Stored items from a collection:
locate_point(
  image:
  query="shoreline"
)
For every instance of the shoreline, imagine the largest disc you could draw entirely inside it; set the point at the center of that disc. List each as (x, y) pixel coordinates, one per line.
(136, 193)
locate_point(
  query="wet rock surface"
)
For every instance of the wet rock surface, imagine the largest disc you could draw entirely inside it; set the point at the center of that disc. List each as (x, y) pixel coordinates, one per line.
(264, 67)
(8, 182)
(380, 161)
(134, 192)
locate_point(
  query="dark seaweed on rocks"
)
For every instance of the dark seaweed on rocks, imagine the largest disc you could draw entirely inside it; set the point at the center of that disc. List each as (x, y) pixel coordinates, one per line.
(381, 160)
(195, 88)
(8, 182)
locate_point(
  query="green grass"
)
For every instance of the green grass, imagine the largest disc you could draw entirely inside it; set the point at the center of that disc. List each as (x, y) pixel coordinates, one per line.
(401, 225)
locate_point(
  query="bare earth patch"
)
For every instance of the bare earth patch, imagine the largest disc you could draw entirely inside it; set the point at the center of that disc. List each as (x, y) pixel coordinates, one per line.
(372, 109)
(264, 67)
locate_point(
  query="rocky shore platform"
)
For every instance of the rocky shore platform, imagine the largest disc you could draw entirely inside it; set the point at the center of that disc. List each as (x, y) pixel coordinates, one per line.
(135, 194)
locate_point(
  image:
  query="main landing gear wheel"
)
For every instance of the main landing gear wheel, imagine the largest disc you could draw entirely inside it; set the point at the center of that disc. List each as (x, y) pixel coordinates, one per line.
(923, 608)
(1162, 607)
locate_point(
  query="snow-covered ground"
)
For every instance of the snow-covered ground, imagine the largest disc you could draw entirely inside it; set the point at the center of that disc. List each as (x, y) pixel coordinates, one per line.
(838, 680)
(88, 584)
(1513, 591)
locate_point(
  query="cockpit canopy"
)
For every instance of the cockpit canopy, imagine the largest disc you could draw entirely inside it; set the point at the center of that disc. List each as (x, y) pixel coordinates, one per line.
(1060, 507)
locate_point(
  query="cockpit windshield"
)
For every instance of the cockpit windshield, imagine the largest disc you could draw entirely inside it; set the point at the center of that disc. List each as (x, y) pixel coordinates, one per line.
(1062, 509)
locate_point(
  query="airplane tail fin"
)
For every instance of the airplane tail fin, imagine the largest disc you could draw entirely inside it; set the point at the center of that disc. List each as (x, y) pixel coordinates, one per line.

WORK TASK -
In full and verbatim, repeat the records given above.

ANSWER SECTION -
locate_point(
  image:
  query="shoreline"
)
For every instance of the shoreline, imagine the largest disc you could draw entirely inside it; set the point at the center of that disc. List each as (x, y) pixel coordinates, one per line.
(136, 193)
locate_point(
  query="wet rock surface"
)
For every instance of the wet rock surface, imagine the largest disc you could draw entirely inside it; set the point at the center of that disc. List each as (x, y) pixel coordinates, one per line.
(264, 67)
(8, 182)
(380, 161)
(134, 192)
locate_point(
  query="dark seaweed on rocks"
)
For every instance of the dark seaweed on rocks, imagine the largest disc you could draw entirely inside it; set the point at the center of that disc. List each as (x, y) pixel coordinates, one per line.
(381, 160)
(195, 88)
(8, 182)
locate_point(
  query="green grass"
)
For every instance of the green grass, imagine the largest disc you could draw entirely inside it; set the point at the center of that disc. List each as (x, y) pixel coordinates, one per line.
(401, 225)
locate_point(
  query="bare earth patch"
)
For every instance of the bare earth patch, imagine the largest disc you could draw entirely inside it; set the point at the center of that disc. List each as (x, y) pixel coordinates, one per line.
(372, 109)
(264, 67)
locate_point(
  query="rocky shore platform"
)
For every instance of the rocky shore platform, imagine the largest disc you could draw entirely inside it; set the point at the center of that disc. List each as (x, y) pixel coordinates, one per line.
(135, 194)
locate_point(
  image:
  query="main landing gear wheel"
)
For every instance of the main landing gear wheel, imagine the largest disc you could draw entirely inside it; set the point at the center of that disc. List each as (x, y) pixel coordinates, one per line.
(923, 608)
(1162, 607)
locate_point(
  query="snow-covered ground"
)
For every instance of the snow-covered ground, imagine the largest disc you could draw entirely inside it; set the point at the center of that disc. List each as (x, y) pixel coordinates, one per line.
(838, 680)
(88, 584)
(1513, 591)
locate_point(
  query="cockpit canopy"
)
For every instance of the cockpit canopy, imagine the largest disc you could draw entirely inside it; set the point at the center of that disc. List each as (x, y) pixel coordinates, one per line.
(1060, 507)
locate_point(
  query="cockpit windshield"
)
For every instance of the cockpit windshield, imagine the largest disc you could draw entirely inside it; set the point at the center of that disc. List each as (x, y) pixel coordinates, one per line.
(1062, 509)
locate_point(
  query="airplane tail fin"
)
For every instance of the airplane tail fin, imagine the largest disc you could draw entirely inside it; set the point at the center of that disc. List each as (x, y) pixel coordinates, one per line.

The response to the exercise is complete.